+++ Input material +++

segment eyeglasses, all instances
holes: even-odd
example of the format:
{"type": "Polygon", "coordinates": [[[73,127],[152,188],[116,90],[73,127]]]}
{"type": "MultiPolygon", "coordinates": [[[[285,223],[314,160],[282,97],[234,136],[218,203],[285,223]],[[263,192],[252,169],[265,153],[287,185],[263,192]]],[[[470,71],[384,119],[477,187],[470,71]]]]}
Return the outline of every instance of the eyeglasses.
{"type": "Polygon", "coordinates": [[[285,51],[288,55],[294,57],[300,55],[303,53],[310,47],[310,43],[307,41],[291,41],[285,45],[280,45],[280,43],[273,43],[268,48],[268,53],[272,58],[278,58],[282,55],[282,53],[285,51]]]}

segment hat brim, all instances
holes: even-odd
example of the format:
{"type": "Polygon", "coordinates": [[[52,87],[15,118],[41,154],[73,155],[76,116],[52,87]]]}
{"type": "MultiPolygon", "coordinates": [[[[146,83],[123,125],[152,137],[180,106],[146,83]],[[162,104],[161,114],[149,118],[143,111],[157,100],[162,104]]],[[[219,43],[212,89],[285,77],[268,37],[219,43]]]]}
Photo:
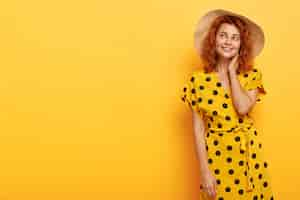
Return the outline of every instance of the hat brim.
{"type": "Polygon", "coordinates": [[[251,32],[250,37],[253,41],[252,57],[254,58],[258,56],[261,53],[265,44],[265,36],[262,28],[258,24],[256,24],[255,22],[253,22],[252,20],[250,20],[249,18],[243,15],[233,13],[231,11],[223,10],[223,9],[211,10],[207,12],[203,17],[201,17],[200,20],[198,21],[196,25],[196,30],[194,32],[194,46],[197,50],[197,53],[200,56],[203,55],[202,48],[201,48],[203,46],[202,45],[203,40],[206,37],[213,21],[217,17],[223,15],[233,15],[239,17],[248,24],[249,31],[251,32]]]}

+++

_Problem_
Copy out every line of the material above word for word, leaving out the pictures.

_Answer below_
segment eyeglasses, all instances
holes: even-odd
example of the format:
{"type": "Polygon", "coordinates": [[[73,127],[152,188],[116,90],[73,127]]]}
{"type": "MultiPolygon", "coordinates": [[[[285,223],[314,160],[282,97],[234,136],[218,203],[285,223]],[[263,192],[252,169],[265,153],[287,185],[263,192]]],[[[470,71],[384,119],[477,187],[470,71]]]]}
Return the outline of every instance of the eyeglasses.
{"type": "Polygon", "coordinates": [[[285,51],[288,55],[294,57],[300,55],[303,53],[310,47],[310,43],[307,41],[291,41],[285,45],[280,45],[280,43],[273,43],[268,48],[268,53],[272,58],[278,58],[282,55],[282,53],[285,51]]]}

segment hat brim, all instances
holes: even-odd
example of the format:
{"type": "Polygon", "coordinates": [[[52,87],[15,118],[41,154],[73,155],[76,116],[52,87]]]}
{"type": "MultiPolygon", "coordinates": [[[[146,83],[123,125],[152,137],[180,106],[146,83]],[[162,104],[161,114],[149,118],[143,111],[157,100],[162,104]]],[[[219,43],[212,89],[285,77],[268,37],[219,43]]]]}
Photo:
Return the outline of every instance of the hat brim.
{"type": "Polygon", "coordinates": [[[251,32],[250,37],[253,41],[252,57],[254,58],[258,56],[261,53],[265,44],[265,36],[262,28],[258,24],[256,24],[255,22],[253,22],[252,20],[250,20],[249,18],[243,15],[233,13],[231,11],[223,10],[223,9],[211,10],[207,12],[203,17],[201,17],[200,20],[198,21],[196,25],[196,30],[194,32],[194,46],[197,50],[197,53],[200,56],[203,55],[202,48],[201,48],[203,46],[202,45],[203,40],[206,37],[213,21],[217,17],[223,15],[233,15],[239,17],[248,24],[249,31],[251,32]]]}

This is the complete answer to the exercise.